## Directions
Of the records below, reproduce only the span that opens with the line containing "Would you mind" and closes with the last line.

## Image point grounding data
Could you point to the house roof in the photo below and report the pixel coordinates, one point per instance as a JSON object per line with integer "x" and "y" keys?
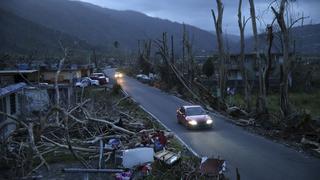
{"x": 13, "y": 88}
{"x": 17, "y": 71}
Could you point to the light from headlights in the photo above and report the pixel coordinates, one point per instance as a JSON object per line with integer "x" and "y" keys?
{"x": 209, "y": 121}
{"x": 193, "y": 122}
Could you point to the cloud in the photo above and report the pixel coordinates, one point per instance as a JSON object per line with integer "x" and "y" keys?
{"x": 197, "y": 12}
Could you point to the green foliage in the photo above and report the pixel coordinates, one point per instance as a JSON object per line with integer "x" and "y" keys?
{"x": 208, "y": 67}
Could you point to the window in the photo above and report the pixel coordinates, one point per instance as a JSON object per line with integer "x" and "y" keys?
{"x": 13, "y": 106}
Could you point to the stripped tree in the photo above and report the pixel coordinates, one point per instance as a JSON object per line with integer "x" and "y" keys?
{"x": 242, "y": 21}
{"x": 222, "y": 69}
{"x": 262, "y": 99}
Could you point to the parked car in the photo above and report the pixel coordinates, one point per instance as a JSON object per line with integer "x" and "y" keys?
{"x": 86, "y": 81}
{"x": 118, "y": 75}
{"x": 100, "y": 77}
{"x": 194, "y": 117}
{"x": 144, "y": 78}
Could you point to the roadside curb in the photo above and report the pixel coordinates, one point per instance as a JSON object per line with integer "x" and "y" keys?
{"x": 158, "y": 120}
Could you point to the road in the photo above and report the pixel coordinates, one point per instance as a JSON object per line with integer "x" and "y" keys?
{"x": 256, "y": 157}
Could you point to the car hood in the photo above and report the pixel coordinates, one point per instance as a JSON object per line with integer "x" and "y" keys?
{"x": 198, "y": 118}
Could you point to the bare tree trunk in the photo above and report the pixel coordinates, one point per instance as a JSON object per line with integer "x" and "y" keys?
{"x": 247, "y": 94}
{"x": 284, "y": 100}
{"x": 261, "y": 100}
{"x": 56, "y": 84}
{"x": 222, "y": 68}
{"x": 269, "y": 58}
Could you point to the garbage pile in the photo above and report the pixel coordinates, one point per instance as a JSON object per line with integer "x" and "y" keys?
{"x": 105, "y": 137}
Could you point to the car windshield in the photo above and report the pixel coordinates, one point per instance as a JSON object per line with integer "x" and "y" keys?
{"x": 193, "y": 111}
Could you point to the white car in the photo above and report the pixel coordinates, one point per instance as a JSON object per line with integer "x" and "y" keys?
{"x": 143, "y": 78}
{"x": 118, "y": 75}
{"x": 86, "y": 81}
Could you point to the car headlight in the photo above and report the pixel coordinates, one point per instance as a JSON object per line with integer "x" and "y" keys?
{"x": 209, "y": 121}
{"x": 193, "y": 122}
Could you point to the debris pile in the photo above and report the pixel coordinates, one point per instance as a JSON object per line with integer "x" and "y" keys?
{"x": 106, "y": 135}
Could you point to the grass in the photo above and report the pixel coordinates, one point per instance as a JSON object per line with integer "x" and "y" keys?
{"x": 300, "y": 101}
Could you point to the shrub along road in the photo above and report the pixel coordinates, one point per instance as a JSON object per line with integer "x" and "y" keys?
{"x": 255, "y": 156}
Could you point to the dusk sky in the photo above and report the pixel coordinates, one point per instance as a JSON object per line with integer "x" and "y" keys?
{"x": 197, "y": 12}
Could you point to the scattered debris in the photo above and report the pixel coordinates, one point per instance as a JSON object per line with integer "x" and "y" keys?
{"x": 130, "y": 158}
{"x": 212, "y": 167}
{"x": 167, "y": 157}
{"x": 237, "y": 112}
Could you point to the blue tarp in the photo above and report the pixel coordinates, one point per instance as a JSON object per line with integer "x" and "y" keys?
{"x": 11, "y": 89}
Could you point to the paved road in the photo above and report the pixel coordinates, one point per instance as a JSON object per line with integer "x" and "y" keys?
{"x": 256, "y": 157}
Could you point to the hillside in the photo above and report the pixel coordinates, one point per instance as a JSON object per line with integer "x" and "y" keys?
{"x": 101, "y": 26}
{"x": 306, "y": 39}
{"x": 18, "y": 35}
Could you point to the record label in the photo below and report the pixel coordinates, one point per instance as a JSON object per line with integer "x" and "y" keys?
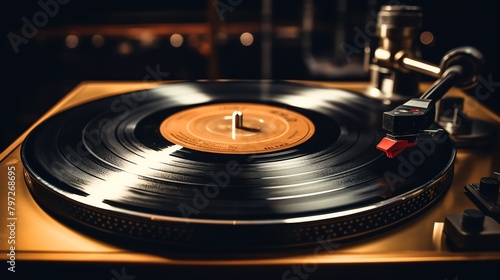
{"x": 237, "y": 128}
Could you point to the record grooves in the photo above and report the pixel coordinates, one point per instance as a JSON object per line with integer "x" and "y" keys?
{"x": 108, "y": 165}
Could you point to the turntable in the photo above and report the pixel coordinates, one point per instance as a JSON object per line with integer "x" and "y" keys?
{"x": 261, "y": 179}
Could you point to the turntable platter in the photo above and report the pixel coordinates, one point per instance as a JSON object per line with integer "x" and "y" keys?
{"x": 236, "y": 164}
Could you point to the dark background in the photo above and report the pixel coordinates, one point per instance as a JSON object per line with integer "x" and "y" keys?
{"x": 45, "y": 69}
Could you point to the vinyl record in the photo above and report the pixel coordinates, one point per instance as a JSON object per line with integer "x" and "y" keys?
{"x": 236, "y": 164}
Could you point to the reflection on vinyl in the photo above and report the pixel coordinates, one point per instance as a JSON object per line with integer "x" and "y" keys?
{"x": 239, "y": 164}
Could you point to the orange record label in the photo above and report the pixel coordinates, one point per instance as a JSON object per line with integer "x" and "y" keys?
{"x": 237, "y": 128}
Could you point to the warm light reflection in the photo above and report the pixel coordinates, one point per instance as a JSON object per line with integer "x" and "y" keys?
{"x": 97, "y": 41}
{"x": 426, "y": 38}
{"x": 117, "y": 185}
{"x": 246, "y": 39}
{"x": 329, "y": 215}
{"x": 317, "y": 98}
{"x": 71, "y": 41}
{"x": 184, "y": 94}
{"x": 176, "y": 40}
{"x": 124, "y": 48}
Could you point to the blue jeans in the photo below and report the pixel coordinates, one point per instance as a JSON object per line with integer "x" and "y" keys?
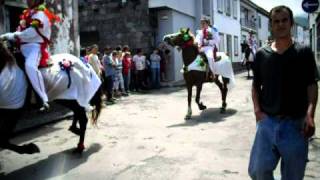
{"x": 126, "y": 79}
{"x": 275, "y": 139}
{"x": 155, "y": 77}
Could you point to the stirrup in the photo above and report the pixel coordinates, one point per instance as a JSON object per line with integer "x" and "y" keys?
{"x": 45, "y": 107}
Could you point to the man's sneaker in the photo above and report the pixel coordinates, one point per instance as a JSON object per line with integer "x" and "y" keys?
{"x": 45, "y": 107}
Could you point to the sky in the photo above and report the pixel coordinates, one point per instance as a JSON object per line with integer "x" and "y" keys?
{"x": 294, "y": 5}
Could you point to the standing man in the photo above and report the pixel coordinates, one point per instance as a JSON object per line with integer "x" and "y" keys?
{"x": 33, "y": 35}
{"x": 284, "y": 94}
{"x": 207, "y": 40}
{"x": 155, "y": 60}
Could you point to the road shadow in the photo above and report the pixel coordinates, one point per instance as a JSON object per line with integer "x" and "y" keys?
{"x": 211, "y": 115}
{"x": 55, "y": 165}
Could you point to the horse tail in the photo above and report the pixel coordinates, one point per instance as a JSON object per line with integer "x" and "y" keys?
{"x": 96, "y": 101}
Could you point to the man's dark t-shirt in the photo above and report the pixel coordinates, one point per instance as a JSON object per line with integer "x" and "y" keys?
{"x": 281, "y": 80}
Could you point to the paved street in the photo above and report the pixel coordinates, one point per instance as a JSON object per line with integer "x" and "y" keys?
{"x": 145, "y": 136}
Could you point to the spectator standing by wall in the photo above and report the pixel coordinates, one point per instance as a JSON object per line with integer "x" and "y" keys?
{"x": 155, "y": 68}
{"x": 140, "y": 64}
{"x": 109, "y": 67}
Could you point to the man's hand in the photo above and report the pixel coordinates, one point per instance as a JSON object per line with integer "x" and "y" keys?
{"x": 3, "y": 37}
{"x": 8, "y": 36}
{"x": 309, "y": 126}
{"x": 259, "y": 115}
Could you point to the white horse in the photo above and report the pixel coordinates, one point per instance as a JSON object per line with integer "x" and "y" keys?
{"x": 76, "y": 87}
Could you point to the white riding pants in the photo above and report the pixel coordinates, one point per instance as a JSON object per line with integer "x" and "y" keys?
{"x": 208, "y": 50}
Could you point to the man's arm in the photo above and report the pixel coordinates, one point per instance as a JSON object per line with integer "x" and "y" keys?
{"x": 309, "y": 128}
{"x": 256, "y": 105}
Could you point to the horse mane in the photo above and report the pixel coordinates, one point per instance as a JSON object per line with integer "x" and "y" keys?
{"x": 6, "y": 56}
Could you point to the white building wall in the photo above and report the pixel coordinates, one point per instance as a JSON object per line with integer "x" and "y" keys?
{"x": 229, "y": 25}
{"x": 184, "y": 6}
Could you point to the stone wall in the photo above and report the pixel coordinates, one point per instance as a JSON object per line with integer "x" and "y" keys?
{"x": 65, "y": 34}
{"x": 111, "y": 22}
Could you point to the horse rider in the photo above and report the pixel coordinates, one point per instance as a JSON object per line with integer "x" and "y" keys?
{"x": 207, "y": 39}
{"x": 33, "y": 36}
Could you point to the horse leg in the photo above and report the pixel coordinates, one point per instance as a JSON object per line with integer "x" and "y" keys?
{"x": 7, "y": 127}
{"x": 222, "y": 91}
{"x": 224, "y": 94}
{"x": 83, "y": 120}
{"x": 189, "y": 113}
{"x": 200, "y": 104}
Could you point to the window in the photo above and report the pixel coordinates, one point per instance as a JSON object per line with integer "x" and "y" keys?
{"x": 236, "y": 45}
{"x": 206, "y": 7}
{"x": 229, "y": 46}
{"x": 220, "y": 6}
{"x": 228, "y": 7}
{"x": 243, "y": 38}
{"x": 235, "y": 9}
{"x": 221, "y": 43}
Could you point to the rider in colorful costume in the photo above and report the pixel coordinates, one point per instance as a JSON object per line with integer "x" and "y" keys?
{"x": 207, "y": 40}
{"x": 33, "y": 36}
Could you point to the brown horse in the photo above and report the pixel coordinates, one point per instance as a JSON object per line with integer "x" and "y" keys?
{"x": 195, "y": 76}
{"x": 12, "y": 105}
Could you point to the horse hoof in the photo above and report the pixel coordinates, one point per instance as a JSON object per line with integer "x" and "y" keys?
{"x": 74, "y": 130}
{"x": 187, "y": 117}
{"x": 29, "y": 149}
{"x": 79, "y": 149}
{"x": 202, "y": 107}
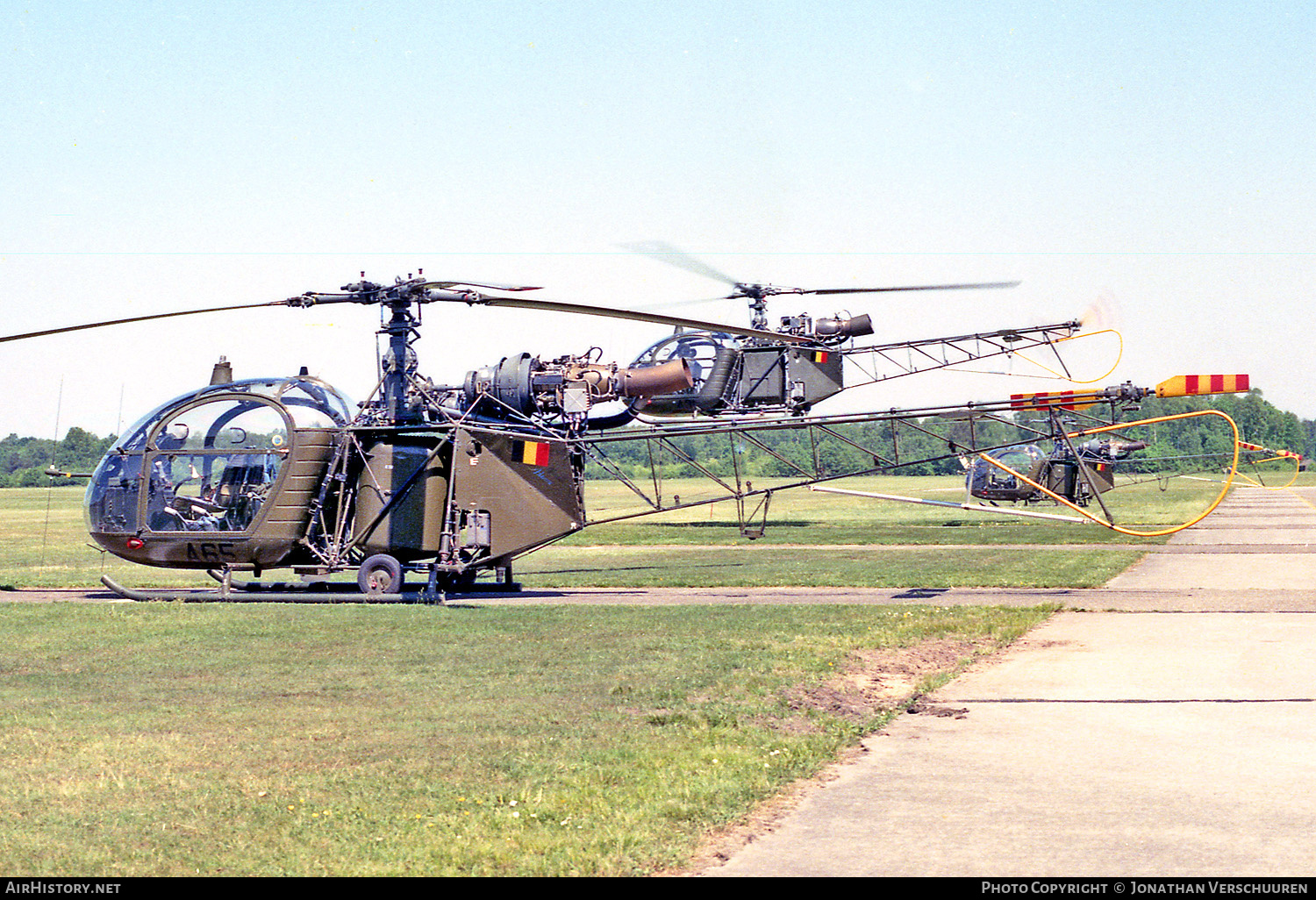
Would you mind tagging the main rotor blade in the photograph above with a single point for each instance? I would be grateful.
(608, 312)
(919, 287)
(137, 318)
(673, 257)
(489, 286)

## Exercise output
Would you mind tagging the main rotor blade in the photograph above with a single point for each instance? I would be grateful.
(608, 312)
(919, 287)
(137, 318)
(673, 257)
(489, 286)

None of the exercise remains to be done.